**Aim:**
Could you write out each of the following entries word for word, changing nothing?

**Records to process:**
****************

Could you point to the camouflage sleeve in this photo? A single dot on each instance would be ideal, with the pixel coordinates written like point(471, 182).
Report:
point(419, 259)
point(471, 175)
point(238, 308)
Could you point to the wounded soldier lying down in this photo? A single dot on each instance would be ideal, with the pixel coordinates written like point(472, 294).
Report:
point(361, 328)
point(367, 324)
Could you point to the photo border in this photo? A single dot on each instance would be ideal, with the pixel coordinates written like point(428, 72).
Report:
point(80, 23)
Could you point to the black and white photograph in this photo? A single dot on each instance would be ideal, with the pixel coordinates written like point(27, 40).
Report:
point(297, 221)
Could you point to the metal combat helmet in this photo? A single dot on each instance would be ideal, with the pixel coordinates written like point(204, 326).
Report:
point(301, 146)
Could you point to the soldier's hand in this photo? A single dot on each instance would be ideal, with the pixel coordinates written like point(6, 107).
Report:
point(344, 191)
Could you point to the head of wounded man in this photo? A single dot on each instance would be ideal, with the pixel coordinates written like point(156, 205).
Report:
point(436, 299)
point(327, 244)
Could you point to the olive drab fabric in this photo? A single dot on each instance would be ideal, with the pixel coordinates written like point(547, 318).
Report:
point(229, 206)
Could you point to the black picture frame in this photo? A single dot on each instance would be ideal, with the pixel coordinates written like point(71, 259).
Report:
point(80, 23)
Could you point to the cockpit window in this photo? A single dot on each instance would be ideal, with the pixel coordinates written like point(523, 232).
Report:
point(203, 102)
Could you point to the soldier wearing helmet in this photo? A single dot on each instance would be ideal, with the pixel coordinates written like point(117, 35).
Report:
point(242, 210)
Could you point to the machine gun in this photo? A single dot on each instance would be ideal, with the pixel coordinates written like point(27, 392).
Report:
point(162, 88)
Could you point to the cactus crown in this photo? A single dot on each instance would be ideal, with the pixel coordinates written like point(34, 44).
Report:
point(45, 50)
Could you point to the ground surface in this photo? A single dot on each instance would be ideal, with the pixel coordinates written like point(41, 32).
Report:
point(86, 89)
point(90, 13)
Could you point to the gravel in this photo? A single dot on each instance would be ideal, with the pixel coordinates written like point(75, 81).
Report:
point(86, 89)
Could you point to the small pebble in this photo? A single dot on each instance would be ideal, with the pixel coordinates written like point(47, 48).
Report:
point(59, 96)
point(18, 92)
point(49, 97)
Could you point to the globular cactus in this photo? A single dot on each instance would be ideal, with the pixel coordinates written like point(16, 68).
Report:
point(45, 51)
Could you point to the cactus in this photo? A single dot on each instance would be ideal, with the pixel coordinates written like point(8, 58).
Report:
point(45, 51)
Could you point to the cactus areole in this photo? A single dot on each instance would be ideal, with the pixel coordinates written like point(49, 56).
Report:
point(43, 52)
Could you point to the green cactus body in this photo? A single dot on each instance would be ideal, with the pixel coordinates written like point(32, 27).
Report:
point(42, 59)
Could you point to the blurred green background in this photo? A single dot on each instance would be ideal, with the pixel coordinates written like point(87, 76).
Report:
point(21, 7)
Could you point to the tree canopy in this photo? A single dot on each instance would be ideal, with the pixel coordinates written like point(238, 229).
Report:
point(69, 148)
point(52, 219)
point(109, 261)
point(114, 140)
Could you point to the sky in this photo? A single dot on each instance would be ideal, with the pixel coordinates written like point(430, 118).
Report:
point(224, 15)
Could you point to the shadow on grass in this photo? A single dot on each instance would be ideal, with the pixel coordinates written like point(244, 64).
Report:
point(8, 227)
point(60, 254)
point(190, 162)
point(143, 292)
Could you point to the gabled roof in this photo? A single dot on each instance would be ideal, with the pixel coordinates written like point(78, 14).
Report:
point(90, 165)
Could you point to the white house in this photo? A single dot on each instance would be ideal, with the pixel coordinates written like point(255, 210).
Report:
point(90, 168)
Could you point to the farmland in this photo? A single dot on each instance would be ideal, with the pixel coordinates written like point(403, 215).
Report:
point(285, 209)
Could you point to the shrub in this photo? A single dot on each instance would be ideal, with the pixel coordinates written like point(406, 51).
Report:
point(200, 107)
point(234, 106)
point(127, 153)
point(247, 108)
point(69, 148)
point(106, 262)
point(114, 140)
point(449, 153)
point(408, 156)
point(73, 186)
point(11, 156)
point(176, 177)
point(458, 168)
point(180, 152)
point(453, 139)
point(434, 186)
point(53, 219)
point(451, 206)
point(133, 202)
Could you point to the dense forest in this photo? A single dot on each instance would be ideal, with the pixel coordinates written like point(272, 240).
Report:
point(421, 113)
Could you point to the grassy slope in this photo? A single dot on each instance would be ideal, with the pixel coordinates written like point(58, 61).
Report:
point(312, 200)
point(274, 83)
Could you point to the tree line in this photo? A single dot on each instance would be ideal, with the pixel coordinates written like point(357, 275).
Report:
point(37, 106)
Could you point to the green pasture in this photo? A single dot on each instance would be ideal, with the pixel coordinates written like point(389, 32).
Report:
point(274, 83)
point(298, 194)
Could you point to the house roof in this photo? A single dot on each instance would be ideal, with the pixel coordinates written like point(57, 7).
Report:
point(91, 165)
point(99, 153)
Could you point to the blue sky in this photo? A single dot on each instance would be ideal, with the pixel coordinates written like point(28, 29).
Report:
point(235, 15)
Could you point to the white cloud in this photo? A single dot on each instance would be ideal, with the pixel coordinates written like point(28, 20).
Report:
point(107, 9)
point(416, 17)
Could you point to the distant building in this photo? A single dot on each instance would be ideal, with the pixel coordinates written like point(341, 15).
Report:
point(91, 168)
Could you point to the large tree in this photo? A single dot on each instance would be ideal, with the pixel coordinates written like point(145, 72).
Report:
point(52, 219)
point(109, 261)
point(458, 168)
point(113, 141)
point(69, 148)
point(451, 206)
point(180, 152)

****************

**Task answer:**
Could you point to the camouflage sleeve in this photo? A single dot on each instance would be ideal, with the pixel coordinates written like point(471, 182).
Report:
point(419, 259)
point(471, 175)
point(238, 308)
Could you point to the wounded soldier lying down in this photo? A single dot on each instance would be ideal, with the pixel coordinates written like point(472, 294).
Report:
point(361, 328)
point(367, 324)
Could you point to the photo border in this photo? A single dot on each instance would be ideal, with the pixel coordinates written like point(428, 72).
Report:
point(80, 23)
Could you point to the black and white photograph in this photo? A single dot on each instance would be ideal, with the pixel coordinates written like point(27, 40).
Report:
point(297, 221)
Could you point to the metal combat helmet in this photo? A single dot on each instance would be ideal, with the pixel coordinates written like point(204, 326).
Report:
point(301, 146)
Could you point to the soldier's hand in this photo? A single dot on each instance would be ideal, with the pixel coordinates written like point(6, 107).
Report:
point(344, 191)
Could you point to the head of wounded man in this photo? A single dot on each instance would be ideal, with the pixel coordinates written like point(156, 205).
Report:
point(436, 299)
point(327, 244)
Could you point to the olive drab fabric in this photo? A single dot on each instance would be ideal, with the pixel coordinates written like point(547, 318).
Report:
point(229, 206)
Could you point to the black picture frame in this photo? A single dot on each instance would be ideal, with the pixel coordinates written like point(71, 259).
Report:
point(80, 23)
Could you point to the cockpit window in this photo? A single dot on each instance would be ideal, with the pixel coordinates written like point(523, 232).
Report:
point(203, 102)
Could you point to the soldier wearing helmet in this photo? A single dot on each instance would be ideal, with the pixel coordinates written like point(117, 35).
Report:
point(242, 210)
Could you point to the machine gun in this photo? A single dot on each instance would be ideal, with the pixel coordinates written like point(27, 392).
Report:
point(162, 88)
Could you point to the cactus crown in this photo? A single dot on each instance would be ideal, with the pixel coordinates written like point(34, 44).
Report:
point(45, 50)
Could you point to the ground surface in this photo? A single dot on each instance would be ideal, with the pixel coordinates written like point(41, 32).
Report:
point(86, 89)
point(90, 13)
Could you point to the gravel in this photo? A single dot on each instance would be ideal, with the pixel coordinates written like point(75, 81).
Report:
point(86, 89)
Could you point to the small pebble in this photo? A single dot on each instance would be ideal, with the pixel coordinates written like point(47, 48).
Report:
point(59, 96)
point(18, 92)
point(49, 97)
Could you point to the globular cactus in this photo? A single dot on each instance would be ideal, with the pixel coordinates written like point(16, 68).
Report:
point(45, 51)
Could you point to the cactus in this photo? A single dot on each instance would be ideal, with the pixel coordinates written like point(8, 58).
Report:
point(45, 51)
Could you point to the cactus areole in this photo? A single dot on each instance would be ideal, with the pixel coordinates written like point(49, 56).
Report:
point(43, 52)
Could you point to the green cactus body in this photo? A single dot on each instance would be ideal, with the pixel coordinates written like point(32, 27).
Report:
point(42, 59)
Could you point to the blurred green background in this photo? A single dot on each instance would be ideal, with the pixel coordinates written like point(87, 76).
Report:
point(21, 7)
Could you point to the tree canopy in this photo? A single dot on each instance would be ideal, with the pixel coordinates written like point(238, 229).
Report:
point(69, 148)
point(52, 219)
point(109, 261)
point(114, 140)
Could you point to the sky in this photo? A single dot on each instance would be ideal, with the pixel coordinates written like point(430, 118).
Report:
point(224, 15)
Could you point to the shadow on grass in this photo? A single dot on each instance would be ideal, with the pixel coordinates written like point(244, 64).
Report:
point(8, 227)
point(60, 254)
point(190, 162)
point(143, 292)
Could you point to the gabled roof in this photo? A single dot on each instance would be ideal, with the pixel coordinates written like point(78, 14).
Report:
point(90, 165)
Could you point to the white house in this photo? A single dot on each instance would be ideal, with the pixel coordinates written like point(255, 210).
Report:
point(90, 168)
Could you point to the farmland in this photo? A single dot on each instance would be ideal, with the pixel coordinates written like point(403, 215).
Report:
point(285, 209)
Could you point to the shrub in this photo? A single dot on each instance would be ideal, with the pixel coordinates written like point(406, 51).
Report:
point(200, 107)
point(234, 106)
point(127, 153)
point(247, 108)
point(69, 148)
point(106, 262)
point(114, 140)
point(449, 153)
point(408, 156)
point(73, 186)
point(11, 156)
point(176, 177)
point(458, 168)
point(180, 152)
point(453, 139)
point(434, 186)
point(53, 219)
point(451, 206)
point(133, 202)
Could you point to the dense forest in this photo? A single dot on each instance would be ideal, with the pixel coordinates written like point(272, 240).
Report:
point(421, 113)
Could you point to the grassy slope in this photo? A single dot on each instance would be ideal, with the pixel coordinates written like point(58, 61).
Report:
point(312, 200)
point(274, 83)
Could you point to the tree line in this photo? A single dot on each instance would be ideal, with the pixel coordinates written like point(357, 275).
Report:
point(37, 106)
Could you point to the green pasture in this photo? A single dot on each instance would be ideal, with the pixel coordinates written like point(389, 32).
Report:
point(274, 83)
point(298, 194)
Could you point to the house roof in this photo? A single dot on each instance would be ideal, with the pixel coordinates written like point(57, 7).
Report:
point(91, 165)
point(99, 153)
Could you point to the blue sky in this photo? A single dot on each instance would be ideal, with the pixel coordinates written like point(28, 29).
Report:
point(235, 15)
Could you point to the white cloud in this photo? A single dot on each instance would be ideal, with the pixel coordinates written like point(28, 20).
Report:
point(107, 9)
point(416, 17)
Could you point to the distant building in this photo? A single dot on each instance would be ideal, with the pixel coordinates written like point(341, 15).
Report:
point(91, 168)
Could you point to the large tree in this photo? A single dot on each instance would be ideal, with the pixel coordinates written like point(145, 72).
Report:
point(52, 219)
point(109, 261)
point(458, 168)
point(113, 141)
point(69, 148)
point(451, 206)
point(180, 152)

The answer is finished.